- [Data to process]:
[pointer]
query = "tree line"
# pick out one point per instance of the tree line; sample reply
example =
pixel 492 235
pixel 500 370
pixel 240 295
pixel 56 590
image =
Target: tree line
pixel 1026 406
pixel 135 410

- [Prompt]: Set down every record above exactly as given.

- [Solution to the exercise]:
[pointer]
query = "tree line"
# pick out one point per instance of the tree line; sample reply
example =
pixel 492 235
pixel 500 370
pixel 240 295
pixel 56 590
image =
Target: tree line
pixel 1026 406
pixel 135 410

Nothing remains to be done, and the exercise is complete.